======== Input records ========

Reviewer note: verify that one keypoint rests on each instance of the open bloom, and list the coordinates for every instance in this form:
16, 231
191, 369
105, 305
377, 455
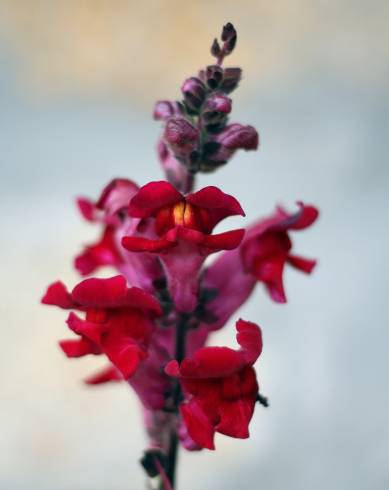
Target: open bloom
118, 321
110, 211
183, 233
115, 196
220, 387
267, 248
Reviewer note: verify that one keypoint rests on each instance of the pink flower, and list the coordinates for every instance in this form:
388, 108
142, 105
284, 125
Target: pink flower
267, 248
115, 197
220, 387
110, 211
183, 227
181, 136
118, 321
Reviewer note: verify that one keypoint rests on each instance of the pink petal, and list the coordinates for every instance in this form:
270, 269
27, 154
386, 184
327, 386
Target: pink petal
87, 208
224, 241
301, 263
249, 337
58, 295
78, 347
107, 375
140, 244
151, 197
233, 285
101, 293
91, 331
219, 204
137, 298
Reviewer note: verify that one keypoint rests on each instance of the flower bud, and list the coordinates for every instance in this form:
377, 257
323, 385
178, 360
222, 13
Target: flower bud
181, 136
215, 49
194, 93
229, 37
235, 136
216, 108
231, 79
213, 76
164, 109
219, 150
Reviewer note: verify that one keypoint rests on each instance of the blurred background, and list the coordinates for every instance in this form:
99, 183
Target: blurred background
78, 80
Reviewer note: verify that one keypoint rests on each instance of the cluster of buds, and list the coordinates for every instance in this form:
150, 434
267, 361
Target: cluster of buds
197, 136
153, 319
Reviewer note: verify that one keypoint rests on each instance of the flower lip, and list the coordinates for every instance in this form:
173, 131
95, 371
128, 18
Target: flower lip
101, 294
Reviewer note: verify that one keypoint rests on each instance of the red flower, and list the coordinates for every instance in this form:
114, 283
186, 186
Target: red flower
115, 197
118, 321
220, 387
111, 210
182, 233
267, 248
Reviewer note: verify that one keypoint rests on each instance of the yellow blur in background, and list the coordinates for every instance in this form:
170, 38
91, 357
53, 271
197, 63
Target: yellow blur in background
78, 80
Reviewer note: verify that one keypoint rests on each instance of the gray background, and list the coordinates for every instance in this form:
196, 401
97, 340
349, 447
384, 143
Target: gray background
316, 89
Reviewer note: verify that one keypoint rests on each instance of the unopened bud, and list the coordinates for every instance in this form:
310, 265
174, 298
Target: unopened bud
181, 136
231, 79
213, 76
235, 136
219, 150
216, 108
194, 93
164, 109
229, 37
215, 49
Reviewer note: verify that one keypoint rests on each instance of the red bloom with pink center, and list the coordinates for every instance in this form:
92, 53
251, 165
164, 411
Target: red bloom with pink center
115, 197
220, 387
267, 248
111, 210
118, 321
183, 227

========
======== Input records ========

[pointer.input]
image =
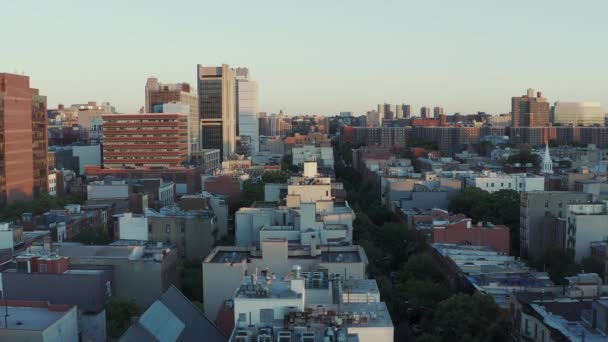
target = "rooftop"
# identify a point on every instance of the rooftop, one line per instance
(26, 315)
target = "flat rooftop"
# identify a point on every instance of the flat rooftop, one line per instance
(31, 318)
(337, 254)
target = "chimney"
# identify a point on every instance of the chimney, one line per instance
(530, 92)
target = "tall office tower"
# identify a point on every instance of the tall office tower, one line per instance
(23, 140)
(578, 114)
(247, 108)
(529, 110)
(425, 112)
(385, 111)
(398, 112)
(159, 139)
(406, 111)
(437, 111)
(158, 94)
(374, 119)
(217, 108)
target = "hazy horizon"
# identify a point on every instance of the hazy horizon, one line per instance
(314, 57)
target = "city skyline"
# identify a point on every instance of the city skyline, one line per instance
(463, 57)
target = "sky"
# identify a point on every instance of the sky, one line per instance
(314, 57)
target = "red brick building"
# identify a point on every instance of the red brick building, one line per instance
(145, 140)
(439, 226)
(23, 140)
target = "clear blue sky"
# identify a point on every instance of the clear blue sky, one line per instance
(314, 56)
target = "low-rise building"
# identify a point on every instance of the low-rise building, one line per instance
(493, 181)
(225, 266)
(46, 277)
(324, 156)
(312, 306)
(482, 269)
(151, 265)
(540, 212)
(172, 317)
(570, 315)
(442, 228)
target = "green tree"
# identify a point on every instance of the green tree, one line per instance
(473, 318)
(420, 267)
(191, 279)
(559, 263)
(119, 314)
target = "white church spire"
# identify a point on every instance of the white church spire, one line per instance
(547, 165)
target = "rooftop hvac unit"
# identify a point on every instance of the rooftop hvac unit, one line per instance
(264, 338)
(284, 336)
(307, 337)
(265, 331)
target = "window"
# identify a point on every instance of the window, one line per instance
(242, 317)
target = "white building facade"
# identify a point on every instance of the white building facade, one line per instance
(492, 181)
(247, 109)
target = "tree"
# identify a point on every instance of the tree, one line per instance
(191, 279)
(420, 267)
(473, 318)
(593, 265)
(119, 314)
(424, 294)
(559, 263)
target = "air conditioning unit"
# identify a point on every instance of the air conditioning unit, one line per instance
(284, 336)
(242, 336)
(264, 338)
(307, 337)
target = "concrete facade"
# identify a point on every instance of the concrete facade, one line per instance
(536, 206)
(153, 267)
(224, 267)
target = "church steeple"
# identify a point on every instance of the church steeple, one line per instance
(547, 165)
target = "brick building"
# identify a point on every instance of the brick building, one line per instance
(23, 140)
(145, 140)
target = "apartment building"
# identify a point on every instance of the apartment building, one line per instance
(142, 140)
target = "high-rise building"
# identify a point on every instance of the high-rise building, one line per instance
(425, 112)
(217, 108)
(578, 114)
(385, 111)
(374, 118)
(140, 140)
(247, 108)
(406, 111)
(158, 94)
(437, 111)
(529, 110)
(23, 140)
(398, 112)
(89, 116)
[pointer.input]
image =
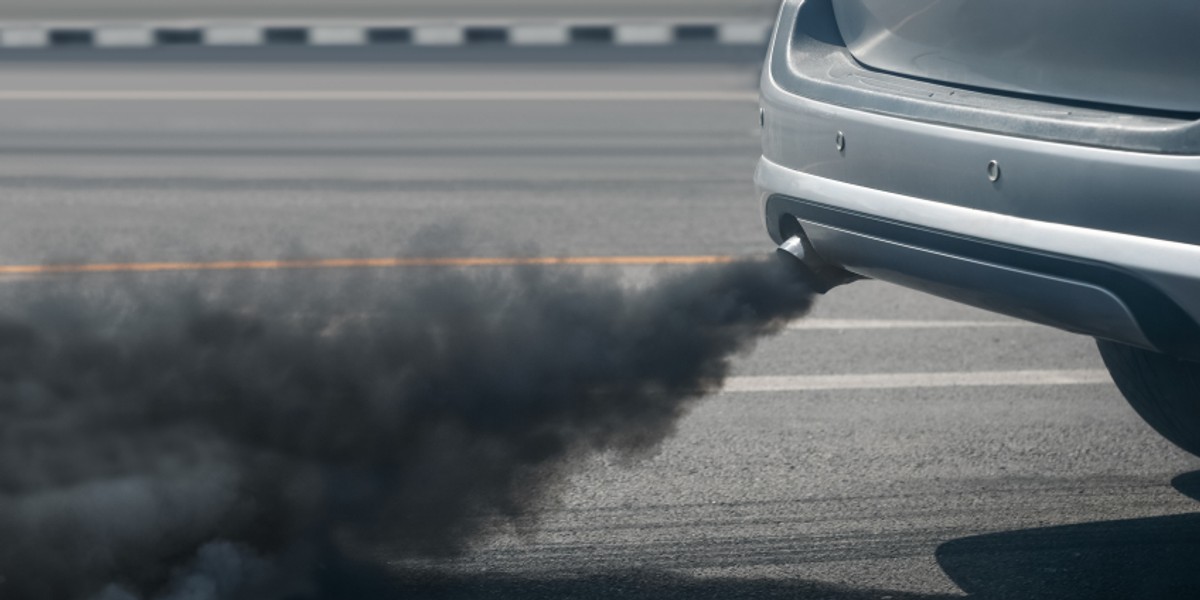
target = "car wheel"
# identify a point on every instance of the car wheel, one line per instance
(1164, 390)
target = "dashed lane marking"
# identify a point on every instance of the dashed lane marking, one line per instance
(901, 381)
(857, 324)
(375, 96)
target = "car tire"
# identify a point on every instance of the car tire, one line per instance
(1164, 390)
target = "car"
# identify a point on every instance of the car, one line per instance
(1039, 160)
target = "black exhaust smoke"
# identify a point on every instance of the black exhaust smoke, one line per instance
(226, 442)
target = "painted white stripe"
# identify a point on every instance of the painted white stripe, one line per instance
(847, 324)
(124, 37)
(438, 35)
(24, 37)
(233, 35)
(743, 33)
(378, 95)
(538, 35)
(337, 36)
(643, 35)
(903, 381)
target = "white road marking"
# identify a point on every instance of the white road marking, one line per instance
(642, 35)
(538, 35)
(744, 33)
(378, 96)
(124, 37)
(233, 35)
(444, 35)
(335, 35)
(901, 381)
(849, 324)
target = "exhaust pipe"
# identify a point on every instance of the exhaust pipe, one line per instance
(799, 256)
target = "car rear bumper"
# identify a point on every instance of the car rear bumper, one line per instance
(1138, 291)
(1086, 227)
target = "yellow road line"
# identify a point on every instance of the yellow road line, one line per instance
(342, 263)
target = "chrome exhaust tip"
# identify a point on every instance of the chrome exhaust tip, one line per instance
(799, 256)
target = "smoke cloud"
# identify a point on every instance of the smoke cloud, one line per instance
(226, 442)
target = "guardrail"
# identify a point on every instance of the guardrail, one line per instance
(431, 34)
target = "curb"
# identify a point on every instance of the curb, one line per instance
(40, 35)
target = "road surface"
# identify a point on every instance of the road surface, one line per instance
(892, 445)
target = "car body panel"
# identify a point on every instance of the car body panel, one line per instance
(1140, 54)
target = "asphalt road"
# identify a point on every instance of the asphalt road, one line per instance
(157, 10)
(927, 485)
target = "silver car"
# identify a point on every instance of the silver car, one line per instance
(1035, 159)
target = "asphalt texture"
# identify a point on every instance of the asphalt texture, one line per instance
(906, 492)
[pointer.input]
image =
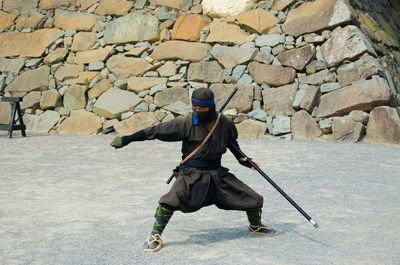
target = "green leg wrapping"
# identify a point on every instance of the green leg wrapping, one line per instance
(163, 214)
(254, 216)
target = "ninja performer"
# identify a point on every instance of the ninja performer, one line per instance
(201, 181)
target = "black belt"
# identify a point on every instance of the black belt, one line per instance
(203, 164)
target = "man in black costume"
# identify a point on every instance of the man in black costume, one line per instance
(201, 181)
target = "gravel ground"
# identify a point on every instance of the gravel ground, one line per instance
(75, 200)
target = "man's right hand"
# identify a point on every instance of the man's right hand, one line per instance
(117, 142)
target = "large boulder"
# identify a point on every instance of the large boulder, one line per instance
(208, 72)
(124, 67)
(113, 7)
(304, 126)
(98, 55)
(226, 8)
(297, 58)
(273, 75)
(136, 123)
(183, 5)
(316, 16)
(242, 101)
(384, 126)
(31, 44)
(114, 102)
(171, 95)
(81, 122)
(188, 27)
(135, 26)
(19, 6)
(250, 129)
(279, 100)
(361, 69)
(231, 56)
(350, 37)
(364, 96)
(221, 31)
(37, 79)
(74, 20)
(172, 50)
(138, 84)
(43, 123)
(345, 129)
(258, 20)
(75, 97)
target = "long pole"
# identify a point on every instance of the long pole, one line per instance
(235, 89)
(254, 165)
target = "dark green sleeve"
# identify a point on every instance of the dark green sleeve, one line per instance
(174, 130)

========

Exercise: Once you have checked every line of the material above, return the ones that hold the string "keypoint".

Task response:
Reviewer note: verify that one keypoint rests on each instance of the open bloom, and list the coordinates for every instance in this form:
Reviewer note: verify that one keypoint rests on each instance of the pink flower, and list the coordinates for every instance in this form:
Reviewer note: verify that one keypoint rests on each instance of the pink petal, and list the coordinates for every instance in this form:
Reviewer note: verify that one keypoint rests on each instance of the flower bud, and list the coordinates for every instance in this form:
Reviewer note: verify that one keypoint rests on each instance of the blurred background, and list the coordinates for every instance in this form:
Reviewer note: verify that one keypoint rests on each instance of the cluster of buds, and list the coordinates for every instance in this form:
Reviewer note: verify that one keypoint rests on each instance of the flower lip, and list the coordinates for every instance in this form:
Reviewer note: verify that one keypoint rests on each instance of the red flower, and list the coordinates for every instance in this form:
Reviewer note: verify that one keypoint rests on each instance of the yellow blur in background, and list the coordinates for every instance in this form:
Reviewer note: verify that one keypoint rests on each instance of the gray background, and list the coordinates for every instance in this form:
Reviewer note: verify that one keypoint rests on each instance of the unopened bud, and list the coordinates for every instance in this form:
Reviewer note: verify that one keypoint rests on each instance of the red bloom with pink center, and list the coordinates for every instance in this form:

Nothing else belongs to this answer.